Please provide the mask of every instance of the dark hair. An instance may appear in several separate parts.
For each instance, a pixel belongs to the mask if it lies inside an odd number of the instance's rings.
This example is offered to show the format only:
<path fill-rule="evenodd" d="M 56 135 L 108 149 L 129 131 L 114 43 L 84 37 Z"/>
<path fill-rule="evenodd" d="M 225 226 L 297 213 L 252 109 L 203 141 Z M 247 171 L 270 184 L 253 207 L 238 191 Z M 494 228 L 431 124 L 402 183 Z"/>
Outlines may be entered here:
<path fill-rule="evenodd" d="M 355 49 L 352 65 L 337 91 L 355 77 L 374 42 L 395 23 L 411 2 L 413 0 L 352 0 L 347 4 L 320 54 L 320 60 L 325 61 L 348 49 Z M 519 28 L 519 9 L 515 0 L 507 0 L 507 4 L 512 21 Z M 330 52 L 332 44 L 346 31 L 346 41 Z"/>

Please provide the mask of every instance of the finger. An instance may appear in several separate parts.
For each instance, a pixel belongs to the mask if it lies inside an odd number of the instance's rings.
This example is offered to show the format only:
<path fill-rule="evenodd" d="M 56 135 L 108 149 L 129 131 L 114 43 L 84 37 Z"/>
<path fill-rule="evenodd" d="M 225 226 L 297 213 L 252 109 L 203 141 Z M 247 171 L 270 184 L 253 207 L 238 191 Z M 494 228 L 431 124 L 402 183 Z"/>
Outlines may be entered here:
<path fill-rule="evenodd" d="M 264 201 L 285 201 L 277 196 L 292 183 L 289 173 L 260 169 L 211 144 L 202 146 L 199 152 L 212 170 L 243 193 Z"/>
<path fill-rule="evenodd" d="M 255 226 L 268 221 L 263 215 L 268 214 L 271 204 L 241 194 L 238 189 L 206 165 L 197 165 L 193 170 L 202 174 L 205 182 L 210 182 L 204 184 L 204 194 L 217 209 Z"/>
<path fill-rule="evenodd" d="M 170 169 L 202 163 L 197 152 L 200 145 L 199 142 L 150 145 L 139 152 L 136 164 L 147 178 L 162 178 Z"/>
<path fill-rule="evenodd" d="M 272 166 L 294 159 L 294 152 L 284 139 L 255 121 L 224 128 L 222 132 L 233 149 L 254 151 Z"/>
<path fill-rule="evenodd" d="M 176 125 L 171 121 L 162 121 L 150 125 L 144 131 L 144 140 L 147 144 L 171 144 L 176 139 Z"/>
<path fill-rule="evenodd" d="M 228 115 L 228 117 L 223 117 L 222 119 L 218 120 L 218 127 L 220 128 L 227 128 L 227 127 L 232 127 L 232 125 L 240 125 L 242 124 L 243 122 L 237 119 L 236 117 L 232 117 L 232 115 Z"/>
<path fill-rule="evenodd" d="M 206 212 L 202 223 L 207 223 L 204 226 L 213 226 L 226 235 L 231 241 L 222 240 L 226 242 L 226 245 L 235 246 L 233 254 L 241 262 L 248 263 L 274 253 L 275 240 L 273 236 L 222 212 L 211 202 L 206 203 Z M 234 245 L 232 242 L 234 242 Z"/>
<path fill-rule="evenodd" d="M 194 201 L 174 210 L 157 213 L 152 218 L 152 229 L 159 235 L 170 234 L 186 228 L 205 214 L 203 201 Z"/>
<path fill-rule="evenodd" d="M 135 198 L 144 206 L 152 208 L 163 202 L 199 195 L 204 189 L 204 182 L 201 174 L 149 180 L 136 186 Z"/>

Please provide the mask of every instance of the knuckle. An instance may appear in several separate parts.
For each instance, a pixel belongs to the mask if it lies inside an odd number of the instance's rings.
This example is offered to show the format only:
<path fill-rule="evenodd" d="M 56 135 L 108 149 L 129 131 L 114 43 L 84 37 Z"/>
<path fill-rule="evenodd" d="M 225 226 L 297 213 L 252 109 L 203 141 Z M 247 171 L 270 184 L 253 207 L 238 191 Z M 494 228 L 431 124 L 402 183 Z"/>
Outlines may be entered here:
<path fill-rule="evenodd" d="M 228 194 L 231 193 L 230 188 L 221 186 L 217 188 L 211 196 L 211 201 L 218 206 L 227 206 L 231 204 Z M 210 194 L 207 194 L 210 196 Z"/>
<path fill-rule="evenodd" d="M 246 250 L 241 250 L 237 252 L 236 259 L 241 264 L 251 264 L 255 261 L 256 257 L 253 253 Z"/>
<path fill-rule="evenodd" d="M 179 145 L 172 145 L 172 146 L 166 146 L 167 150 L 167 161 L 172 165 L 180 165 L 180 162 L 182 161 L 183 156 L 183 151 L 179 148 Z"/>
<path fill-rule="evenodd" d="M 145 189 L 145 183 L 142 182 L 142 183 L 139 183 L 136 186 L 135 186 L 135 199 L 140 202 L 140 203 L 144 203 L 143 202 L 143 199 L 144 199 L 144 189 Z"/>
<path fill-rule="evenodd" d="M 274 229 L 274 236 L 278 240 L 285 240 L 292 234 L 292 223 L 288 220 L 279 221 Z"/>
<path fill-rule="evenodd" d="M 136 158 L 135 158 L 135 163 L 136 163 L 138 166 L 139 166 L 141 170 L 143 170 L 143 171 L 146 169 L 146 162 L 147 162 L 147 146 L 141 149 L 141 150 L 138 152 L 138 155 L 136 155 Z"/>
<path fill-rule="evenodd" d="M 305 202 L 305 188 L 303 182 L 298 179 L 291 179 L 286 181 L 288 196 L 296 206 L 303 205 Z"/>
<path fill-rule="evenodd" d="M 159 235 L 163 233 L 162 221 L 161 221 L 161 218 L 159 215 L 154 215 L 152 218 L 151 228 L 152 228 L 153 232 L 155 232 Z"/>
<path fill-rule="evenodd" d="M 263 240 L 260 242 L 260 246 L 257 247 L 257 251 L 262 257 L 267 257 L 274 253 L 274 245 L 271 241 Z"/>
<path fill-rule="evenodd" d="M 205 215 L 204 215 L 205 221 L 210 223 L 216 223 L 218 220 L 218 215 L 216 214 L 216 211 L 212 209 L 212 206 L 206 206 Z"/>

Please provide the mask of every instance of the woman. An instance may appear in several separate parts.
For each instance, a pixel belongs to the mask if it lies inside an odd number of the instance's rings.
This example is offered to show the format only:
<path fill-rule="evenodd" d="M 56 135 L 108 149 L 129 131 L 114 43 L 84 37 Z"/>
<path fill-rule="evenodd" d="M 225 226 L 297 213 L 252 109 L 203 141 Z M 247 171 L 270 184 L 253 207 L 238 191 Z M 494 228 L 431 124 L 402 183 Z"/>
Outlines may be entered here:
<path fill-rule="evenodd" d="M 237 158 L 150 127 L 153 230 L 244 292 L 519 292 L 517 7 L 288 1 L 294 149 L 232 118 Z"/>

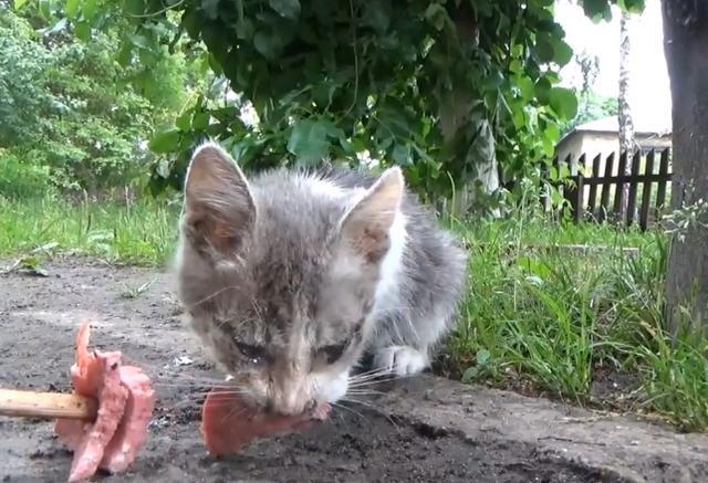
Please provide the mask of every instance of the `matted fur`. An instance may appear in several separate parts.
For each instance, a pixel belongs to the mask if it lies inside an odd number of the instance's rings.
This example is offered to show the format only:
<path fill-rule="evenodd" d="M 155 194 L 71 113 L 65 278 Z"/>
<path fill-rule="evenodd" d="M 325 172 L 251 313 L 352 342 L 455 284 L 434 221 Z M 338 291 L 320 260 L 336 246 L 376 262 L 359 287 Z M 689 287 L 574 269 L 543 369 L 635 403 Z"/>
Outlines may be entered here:
<path fill-rule="evenodd" d="M 398 168 L 247 180 L 211 143 L 187 175 L 176 261 L 214 359 L 249 402 L 284 413 L 343 397 L 365 354 L 382 370 L 423 370 L 467 266 Z"/>

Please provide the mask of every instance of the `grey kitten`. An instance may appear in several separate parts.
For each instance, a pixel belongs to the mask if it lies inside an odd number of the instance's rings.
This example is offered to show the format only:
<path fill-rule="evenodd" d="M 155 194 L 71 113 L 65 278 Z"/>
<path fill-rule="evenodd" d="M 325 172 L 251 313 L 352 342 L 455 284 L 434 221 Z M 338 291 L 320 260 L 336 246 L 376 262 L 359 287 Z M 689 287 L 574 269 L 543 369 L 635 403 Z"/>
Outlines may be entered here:
<path fill-rule="evenodd" d="M 285 414 L 335 402 L 365 354 L 397 376 L 429 365 L 466 253 L 400 169 L 274 170 L 248 180 L 216 144 L 185 186 L 179 294 L 246 400 Z"/>

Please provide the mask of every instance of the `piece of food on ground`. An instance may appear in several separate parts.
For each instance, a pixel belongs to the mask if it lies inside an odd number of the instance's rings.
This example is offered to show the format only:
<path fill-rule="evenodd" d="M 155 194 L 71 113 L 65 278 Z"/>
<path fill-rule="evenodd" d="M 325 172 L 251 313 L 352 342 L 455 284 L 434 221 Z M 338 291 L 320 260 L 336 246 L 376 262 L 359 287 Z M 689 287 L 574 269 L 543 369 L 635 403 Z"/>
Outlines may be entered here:
<path fill-rule="evenodd" d="M 84 323 L 71 380 L 77 393 L 98 400 L 98 414 L 93 422 L 60 419 L 54 427 L 74 451 L 70 482 L 91 477 L 98 469 L 125 471 L 145 443 L 155 407 L 149 378 L 137 367 L 122 366 L 119 351 L 90 350 L 88 337 Z"/>
<path fill-rule="evenodd" d="M 215 388 L 201 409 L 201 434 L 215 456 L 235 454 L 249 442 L 304 429 L 313 419 L 326 419 L 330 405 L 319 405 L 312 413 L 284 416 L 258 412 L 243 403 L 228 387 Z"/>

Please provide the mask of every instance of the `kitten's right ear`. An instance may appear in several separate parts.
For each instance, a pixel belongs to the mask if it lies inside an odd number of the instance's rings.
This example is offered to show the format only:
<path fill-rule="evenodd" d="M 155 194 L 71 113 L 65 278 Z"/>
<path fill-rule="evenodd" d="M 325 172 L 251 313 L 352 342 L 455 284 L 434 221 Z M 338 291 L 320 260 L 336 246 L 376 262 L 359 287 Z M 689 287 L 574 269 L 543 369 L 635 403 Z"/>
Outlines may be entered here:
<path fill-rule="evenodd" d="M 232 254 L 256 220 L 248 180 L 215 143 L 197 148 L 185 181 L 185 224 L 196 244 Z"/>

Directions | Lay out the listing, starting at the line containing "Please provide the mask of every instance of the knuckle." and ending at the line containing "274 229 L 274", as a two-column CSV with the header input,output. Give one row for each text and its answer, with the text in input and the answer in output, each as one quoted field with line breaks replaced by spaces.

Result |
input,output
"Please provide the mask of every instance of the knuckle. An instance may appear in several separate parts. For each instance, a pixel belongs to the mask if it lies inside an odd number of the instance's rings. This example is offered to show the format only: <path fill-rule=""evenodd"" d=""M 56 135 L 108 149 L 129 131 L 114 43 L 84 37 Z""/> <path fill-rule=""evenodd"" d=""M 225 226 L 297 213 L 252 109 L 203 141 Z M 247 171 L 270 184 L 253 207 L 238 191 Z M 494 228 L 431 124 L 402 183 Z""/> Outlines may be entered here:","<path fill-rule=""evenodd"" d=""M 228 194 L 231 193 L 230 188 L 221 186 L 217 188 L 211 196 L 211 201 L 218 206 L 227 206 L 231 204 Z M 210 194 L 207 194 L 210 196 Z""/> <path fill-rule=""evenodd"" d=""M 246 250 L 241 250 L 237 252 L 236 259 L 241 264 L 251 264 L 255 261 L 256 257 L 253 253 Z""/> <path fill-rule=""evenodd"" d=""M 179 145 L 172 145 L 172 146 L 166 146 L 167 150 L 167 161 L 172 165 L 180 165 L 180 162 L 182 161 L 183 156 L 183 151 L 179 148 Z""/> <path fill-rule=""evenodd"" d=""M 145 189 L 145 183 L 142 182 L 142 183 L 139 183 L 136 186 L 135 186 L 135 199 L 140 202 L 140 203 L 144 203 L 143 202 L 143 199 L 144 199 L 144 189 Z""/> <path fill-rule=""evenodd"" d=""M 274 229 L 274 236 L 278 240 L 285 240 L 292 234 L 292 223 L 288 220 L 279 221 Z""/>"